## Task to complete
Could you express the listing as a JSON list of strings, one string per line with blank lines left out, starting at the line that contains "Reviewer note: every instance of the tall" and stopping after the line that contains "[[341, 344], [68, 272], [144, 182]]"?

## A block of data
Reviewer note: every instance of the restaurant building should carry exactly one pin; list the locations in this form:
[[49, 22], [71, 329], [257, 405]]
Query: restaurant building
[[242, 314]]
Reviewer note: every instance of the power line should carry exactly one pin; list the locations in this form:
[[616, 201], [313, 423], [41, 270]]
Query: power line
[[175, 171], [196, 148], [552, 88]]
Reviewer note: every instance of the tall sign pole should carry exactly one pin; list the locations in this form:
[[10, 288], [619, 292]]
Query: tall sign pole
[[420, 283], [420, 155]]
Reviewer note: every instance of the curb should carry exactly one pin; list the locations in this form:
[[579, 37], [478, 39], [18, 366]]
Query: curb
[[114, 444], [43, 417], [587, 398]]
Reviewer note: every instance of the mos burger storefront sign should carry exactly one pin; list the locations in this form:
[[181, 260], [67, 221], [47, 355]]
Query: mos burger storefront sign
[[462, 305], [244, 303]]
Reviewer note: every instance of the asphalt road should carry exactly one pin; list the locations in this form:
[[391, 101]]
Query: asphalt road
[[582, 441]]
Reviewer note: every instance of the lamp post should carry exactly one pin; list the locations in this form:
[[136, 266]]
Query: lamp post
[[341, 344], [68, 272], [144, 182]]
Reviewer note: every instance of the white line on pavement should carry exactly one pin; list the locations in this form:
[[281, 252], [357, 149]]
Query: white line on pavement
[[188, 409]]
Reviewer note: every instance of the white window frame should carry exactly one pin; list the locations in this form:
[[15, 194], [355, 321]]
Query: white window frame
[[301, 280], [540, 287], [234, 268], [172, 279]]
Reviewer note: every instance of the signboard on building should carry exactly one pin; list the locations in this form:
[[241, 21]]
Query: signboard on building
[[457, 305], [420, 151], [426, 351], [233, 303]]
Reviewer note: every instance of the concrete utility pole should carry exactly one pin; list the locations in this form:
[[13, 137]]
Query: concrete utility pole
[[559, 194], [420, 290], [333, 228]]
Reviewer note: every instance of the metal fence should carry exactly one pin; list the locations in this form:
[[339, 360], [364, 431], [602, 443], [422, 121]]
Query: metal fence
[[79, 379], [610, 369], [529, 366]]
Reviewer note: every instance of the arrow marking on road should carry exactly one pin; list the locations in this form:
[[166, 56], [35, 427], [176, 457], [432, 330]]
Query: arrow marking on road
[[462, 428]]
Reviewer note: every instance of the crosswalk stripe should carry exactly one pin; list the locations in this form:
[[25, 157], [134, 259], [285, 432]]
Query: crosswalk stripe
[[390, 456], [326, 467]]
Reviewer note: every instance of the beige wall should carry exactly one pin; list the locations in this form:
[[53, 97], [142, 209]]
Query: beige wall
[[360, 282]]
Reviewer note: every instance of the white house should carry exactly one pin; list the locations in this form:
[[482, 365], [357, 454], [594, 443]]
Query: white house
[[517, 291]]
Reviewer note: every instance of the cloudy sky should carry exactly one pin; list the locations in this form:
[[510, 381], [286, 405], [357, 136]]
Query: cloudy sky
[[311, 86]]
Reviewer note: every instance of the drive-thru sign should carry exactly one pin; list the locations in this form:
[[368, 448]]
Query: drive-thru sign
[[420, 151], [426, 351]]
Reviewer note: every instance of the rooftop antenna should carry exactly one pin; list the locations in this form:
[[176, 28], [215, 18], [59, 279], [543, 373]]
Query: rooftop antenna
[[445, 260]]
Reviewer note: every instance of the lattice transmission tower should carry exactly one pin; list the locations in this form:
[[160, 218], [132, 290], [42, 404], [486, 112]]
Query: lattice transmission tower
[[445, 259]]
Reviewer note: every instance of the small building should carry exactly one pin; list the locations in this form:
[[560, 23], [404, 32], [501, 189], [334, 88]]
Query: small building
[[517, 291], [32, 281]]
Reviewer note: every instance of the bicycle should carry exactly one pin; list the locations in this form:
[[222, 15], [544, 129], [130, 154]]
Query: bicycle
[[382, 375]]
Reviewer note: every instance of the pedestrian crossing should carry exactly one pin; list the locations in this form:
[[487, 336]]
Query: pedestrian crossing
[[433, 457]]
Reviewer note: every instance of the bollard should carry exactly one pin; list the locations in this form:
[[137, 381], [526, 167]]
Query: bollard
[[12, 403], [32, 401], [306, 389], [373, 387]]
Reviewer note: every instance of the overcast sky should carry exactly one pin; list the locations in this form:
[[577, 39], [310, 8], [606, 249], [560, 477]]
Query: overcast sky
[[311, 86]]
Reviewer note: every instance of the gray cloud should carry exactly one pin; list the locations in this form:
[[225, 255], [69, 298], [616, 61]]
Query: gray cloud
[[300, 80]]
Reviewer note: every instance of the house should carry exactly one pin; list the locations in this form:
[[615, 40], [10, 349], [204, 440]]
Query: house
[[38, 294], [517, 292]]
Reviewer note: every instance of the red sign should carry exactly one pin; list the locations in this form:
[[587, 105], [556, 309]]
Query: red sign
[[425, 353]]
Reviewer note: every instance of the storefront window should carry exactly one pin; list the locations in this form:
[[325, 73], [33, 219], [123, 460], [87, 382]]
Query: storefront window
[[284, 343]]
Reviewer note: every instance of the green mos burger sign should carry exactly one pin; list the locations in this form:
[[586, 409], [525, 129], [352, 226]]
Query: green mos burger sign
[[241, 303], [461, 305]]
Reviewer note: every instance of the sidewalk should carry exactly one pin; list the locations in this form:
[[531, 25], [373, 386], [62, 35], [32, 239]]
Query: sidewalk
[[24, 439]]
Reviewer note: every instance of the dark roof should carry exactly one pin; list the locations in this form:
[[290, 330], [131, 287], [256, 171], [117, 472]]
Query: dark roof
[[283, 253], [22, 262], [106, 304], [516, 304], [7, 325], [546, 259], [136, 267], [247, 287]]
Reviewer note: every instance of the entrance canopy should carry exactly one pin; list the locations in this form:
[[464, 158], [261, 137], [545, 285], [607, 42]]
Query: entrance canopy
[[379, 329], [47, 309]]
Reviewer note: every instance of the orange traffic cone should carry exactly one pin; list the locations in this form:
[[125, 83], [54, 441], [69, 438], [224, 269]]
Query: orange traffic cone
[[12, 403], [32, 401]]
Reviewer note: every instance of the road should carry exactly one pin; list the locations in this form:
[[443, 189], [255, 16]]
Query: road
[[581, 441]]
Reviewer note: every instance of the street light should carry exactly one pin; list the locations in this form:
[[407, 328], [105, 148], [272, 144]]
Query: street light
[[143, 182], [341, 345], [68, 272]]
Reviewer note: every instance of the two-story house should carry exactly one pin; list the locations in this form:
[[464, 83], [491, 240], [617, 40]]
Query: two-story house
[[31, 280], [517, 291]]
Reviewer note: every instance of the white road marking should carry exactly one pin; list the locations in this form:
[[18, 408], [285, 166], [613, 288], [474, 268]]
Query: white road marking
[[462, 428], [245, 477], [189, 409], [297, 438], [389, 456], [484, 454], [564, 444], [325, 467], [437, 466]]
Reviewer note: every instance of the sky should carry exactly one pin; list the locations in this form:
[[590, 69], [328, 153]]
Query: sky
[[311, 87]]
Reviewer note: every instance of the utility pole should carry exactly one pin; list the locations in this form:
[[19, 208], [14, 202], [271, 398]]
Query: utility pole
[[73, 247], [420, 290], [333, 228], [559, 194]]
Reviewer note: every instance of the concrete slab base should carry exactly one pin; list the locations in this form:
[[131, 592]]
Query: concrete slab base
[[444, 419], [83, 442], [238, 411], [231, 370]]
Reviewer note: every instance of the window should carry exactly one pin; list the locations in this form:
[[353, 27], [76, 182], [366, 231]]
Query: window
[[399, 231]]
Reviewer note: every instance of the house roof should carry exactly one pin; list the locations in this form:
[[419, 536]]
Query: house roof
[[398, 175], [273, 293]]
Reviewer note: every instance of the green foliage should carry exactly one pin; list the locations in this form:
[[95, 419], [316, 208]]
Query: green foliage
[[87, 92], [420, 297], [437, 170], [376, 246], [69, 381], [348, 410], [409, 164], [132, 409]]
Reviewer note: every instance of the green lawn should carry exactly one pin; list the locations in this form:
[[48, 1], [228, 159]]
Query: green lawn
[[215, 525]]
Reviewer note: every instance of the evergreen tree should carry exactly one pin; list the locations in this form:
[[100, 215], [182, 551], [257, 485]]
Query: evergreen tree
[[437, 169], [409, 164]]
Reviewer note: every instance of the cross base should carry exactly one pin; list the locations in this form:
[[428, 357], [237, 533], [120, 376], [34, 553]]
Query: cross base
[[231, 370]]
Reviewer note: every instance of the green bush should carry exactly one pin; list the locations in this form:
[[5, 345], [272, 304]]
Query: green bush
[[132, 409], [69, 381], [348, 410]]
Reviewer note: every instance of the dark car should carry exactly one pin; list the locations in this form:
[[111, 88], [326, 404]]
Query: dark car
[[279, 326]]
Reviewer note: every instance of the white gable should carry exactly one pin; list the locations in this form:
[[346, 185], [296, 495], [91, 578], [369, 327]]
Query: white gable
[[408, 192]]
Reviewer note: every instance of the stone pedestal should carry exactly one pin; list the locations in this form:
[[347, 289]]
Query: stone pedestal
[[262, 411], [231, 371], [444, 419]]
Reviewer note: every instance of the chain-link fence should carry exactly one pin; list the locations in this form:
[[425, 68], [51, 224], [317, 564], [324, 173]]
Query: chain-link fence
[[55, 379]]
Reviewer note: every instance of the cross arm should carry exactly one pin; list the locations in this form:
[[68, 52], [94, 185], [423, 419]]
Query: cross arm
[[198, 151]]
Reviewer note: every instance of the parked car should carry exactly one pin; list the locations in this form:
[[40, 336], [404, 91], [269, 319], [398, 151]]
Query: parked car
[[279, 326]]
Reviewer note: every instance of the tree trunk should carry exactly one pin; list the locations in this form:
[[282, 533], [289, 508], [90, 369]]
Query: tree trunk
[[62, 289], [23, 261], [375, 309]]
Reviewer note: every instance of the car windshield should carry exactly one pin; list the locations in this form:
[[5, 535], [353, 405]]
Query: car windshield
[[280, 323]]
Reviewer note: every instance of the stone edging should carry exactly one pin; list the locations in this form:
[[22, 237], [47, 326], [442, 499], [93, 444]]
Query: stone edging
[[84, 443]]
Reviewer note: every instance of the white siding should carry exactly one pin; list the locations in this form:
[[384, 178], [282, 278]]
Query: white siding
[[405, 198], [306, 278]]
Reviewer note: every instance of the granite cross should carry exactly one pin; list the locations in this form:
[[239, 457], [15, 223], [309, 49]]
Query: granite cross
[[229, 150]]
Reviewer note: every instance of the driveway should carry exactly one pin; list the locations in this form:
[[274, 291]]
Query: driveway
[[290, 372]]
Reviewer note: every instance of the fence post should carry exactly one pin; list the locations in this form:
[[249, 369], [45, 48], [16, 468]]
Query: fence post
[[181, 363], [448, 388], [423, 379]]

## Result for this exercise
[
  "Reviewer note: every instance of the tall sign pole should carry exactly one pin; list the locations in this form:",
  "[[10, 288], [619, 292]]",
  "Query: tall sign pole",
  "[[420, 283], [420, 155]]",
  "Reviewer note: every instance of the curb should carry exactly one pin; list the locations in this form:",
  "[[579, 37], [478, 39], [18, 366]]",
  "Query: curb",
  "[[114, 444], [43, 417], [587, 398]]",
  "Reviewer note: every instance of the mos burger storefront sign should carry exactly one pin; list the locations in this form:",
  "[[181, 260], [67, 221], [47, 355]]",
  "Query: mos burger storefront sign",
  "[[462, 305], [244, 303]]",
  "Reviewer note: every instance of the asphalt road should carry exactly one pin; list the locations in this form:",
  "[[391, 101]]",
  "Query: asphalt road",
  "[[582, 441]]",
  "Reviewer note: every instance of the lamp post should carry exactly one pin; list the locations in this form:",
  "[[136, 266]]",
  "Query: lamp post",
  "[[341, 344], [68, 272], [144, 182]]"
]